- _TEXT_:
═══
Chemical Master Equations for Non-linear Stochastic Reaction Networks: Closure Schemes and Implications for Discovery in the Biological Sciences.

摘要

With the development of genome-wide sequencing, DNA synthesis technologies and the continued growth of supercomputing resources, biology has become a new focus of engineering research across the globe. Our ability to analyze gene function and develop novel synthetic biological systems has made engineered biological constructs a reality. Despite the advancement of computational resources and numerical methods biological research, however, remains the domain of experimental scientists. Novel simulation methods and theories for biological simulation are sorely needed in order to bridge the gap between the experimental and computational sides of biological engineering.;One major issue facing biological simulations is that these systems experience random fluctuations that can strongly influence and drive overarching function. The importance of these random fluctuations to the accuracy of the simulation requires the use of stochastic mathematics. Instead of describing and simulating a single deterministic trajectory through time for a chemical system, a probabilistic distribution of possible states must be determined. In such systems the master equation describes, in full detail, the underlying dynamics. In practice, however, such a solution for non-linear systems has been elusive for over 50 years. From a statistical perspective what is missing is a relationship between complex sets of statistics that has remained unresolved for decades called the moment closure problem. Solving this problem would allow for a new way to analyze and optimize stochastic simulations using deterministic numerical methods.;The work presented herein focuses on the full development of a numerical solution to the moment closure problem using maximum-entropy distributions. The intentions of my work were: (1) To develop an algorithm to quickly produce moment equations that fully describe the dynamics of the chemical master equation deterministically; (2) Develop a novel moment closure method using maximum-entropy optimization to solve the master equation; (3) Demonstrate the potential of this method for performing non-linear analysis, power spectral density determination and model reduction on stochastic systems. I will demonstrate in this initial study a new method for the simulation of biological systems (and other systems with a random nature) that is entirely separate from the methods that currently dominate stochastic biological simulation.
═══
- _EXTRACTED RECORDS_:

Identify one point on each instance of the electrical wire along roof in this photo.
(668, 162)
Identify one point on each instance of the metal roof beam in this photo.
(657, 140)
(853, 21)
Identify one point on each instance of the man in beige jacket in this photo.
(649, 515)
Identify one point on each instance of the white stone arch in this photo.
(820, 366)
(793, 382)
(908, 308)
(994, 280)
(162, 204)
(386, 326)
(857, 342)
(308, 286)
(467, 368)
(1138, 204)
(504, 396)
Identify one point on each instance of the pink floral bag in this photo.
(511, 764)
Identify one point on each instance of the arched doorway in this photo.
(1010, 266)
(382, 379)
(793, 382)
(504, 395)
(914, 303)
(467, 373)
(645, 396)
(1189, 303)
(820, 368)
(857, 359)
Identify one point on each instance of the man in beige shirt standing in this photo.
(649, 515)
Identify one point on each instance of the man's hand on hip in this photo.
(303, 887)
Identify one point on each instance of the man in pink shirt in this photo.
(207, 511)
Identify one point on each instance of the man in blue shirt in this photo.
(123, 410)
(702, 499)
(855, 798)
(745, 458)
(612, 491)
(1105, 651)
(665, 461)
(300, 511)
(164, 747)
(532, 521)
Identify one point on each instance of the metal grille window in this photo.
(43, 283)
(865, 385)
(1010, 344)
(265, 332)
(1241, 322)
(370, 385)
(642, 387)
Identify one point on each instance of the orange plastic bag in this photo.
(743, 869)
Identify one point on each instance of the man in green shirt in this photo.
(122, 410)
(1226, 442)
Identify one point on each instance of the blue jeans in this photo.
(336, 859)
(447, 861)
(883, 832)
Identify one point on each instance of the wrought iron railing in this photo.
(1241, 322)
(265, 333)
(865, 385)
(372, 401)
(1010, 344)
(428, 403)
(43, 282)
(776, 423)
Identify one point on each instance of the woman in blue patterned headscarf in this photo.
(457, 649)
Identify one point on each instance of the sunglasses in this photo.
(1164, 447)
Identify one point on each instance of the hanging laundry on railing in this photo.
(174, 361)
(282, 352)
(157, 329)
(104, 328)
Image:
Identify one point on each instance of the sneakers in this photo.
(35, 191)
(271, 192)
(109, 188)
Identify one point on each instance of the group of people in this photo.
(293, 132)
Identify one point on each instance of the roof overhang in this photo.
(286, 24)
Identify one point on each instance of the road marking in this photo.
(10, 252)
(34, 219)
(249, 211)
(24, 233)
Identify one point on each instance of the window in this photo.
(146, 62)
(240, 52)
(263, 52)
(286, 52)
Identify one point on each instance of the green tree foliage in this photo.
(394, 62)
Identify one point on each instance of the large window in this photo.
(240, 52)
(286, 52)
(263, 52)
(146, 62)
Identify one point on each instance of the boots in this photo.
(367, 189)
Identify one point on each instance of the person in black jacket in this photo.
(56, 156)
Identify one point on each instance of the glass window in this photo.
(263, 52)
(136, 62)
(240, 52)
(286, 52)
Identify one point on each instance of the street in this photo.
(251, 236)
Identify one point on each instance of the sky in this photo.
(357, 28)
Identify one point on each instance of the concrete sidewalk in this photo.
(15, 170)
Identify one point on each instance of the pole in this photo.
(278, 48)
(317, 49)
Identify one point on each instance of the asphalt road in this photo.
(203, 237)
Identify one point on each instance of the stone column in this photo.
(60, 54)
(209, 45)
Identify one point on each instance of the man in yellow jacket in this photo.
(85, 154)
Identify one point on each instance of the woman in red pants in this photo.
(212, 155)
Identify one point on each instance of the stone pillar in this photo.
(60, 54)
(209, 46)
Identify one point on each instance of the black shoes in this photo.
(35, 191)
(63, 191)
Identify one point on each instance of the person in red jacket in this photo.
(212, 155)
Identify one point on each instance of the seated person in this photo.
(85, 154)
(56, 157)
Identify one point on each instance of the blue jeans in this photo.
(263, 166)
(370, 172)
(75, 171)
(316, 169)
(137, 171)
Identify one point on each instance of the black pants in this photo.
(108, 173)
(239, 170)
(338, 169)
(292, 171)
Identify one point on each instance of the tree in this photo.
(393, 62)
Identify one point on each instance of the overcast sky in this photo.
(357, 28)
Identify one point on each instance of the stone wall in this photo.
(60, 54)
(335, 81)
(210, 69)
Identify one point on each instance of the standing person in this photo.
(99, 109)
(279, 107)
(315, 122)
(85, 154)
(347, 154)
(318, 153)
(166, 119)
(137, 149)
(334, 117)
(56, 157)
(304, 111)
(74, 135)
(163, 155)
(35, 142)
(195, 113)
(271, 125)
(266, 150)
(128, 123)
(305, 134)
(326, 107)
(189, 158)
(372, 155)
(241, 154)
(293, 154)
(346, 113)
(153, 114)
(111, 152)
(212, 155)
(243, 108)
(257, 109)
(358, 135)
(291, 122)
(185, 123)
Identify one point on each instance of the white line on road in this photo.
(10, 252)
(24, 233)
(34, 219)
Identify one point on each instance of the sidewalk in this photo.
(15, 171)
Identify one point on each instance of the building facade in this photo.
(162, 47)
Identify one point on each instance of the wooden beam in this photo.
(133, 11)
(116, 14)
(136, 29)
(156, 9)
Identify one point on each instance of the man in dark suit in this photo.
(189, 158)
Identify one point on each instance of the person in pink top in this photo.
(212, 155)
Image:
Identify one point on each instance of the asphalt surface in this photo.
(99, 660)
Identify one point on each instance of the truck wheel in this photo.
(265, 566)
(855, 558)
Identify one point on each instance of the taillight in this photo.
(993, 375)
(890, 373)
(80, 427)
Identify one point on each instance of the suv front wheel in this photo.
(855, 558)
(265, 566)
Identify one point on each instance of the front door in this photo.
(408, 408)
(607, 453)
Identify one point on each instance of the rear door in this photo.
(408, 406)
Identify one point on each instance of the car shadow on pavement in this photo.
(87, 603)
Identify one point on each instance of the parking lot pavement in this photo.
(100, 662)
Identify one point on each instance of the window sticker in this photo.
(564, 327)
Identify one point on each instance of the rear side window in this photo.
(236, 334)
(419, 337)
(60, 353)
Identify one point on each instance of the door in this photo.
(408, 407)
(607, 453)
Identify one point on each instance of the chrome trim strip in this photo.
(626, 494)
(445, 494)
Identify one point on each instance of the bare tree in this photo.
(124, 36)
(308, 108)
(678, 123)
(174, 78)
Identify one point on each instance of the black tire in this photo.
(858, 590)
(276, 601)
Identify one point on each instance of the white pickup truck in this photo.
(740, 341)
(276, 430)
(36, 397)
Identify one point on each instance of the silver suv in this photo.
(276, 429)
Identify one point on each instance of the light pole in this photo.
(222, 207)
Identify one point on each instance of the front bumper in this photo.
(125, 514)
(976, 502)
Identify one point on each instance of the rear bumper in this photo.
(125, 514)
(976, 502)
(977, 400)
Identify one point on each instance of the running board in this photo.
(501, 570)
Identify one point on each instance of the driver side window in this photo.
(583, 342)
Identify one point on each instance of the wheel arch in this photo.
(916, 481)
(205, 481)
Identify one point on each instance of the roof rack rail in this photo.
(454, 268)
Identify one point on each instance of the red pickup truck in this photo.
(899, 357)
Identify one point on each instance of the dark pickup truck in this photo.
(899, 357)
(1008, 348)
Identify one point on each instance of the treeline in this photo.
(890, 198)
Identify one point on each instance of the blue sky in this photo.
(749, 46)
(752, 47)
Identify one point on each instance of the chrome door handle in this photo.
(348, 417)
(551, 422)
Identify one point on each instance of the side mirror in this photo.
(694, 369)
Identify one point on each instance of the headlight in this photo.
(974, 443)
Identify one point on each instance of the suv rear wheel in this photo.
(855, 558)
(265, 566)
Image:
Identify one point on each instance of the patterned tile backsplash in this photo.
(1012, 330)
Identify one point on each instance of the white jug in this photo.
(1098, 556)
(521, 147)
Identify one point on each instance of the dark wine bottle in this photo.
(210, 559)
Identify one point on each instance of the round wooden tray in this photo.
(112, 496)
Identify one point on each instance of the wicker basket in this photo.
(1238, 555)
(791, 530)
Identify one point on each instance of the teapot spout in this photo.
═══
- _YOUR INSTRUCTIONS_: In the abstract on chemical master equations, for how long has a solution of the master equation for non-linear systems been elusive?

- _SOLUTION TO THIS PROBLEM_: For over 50 years.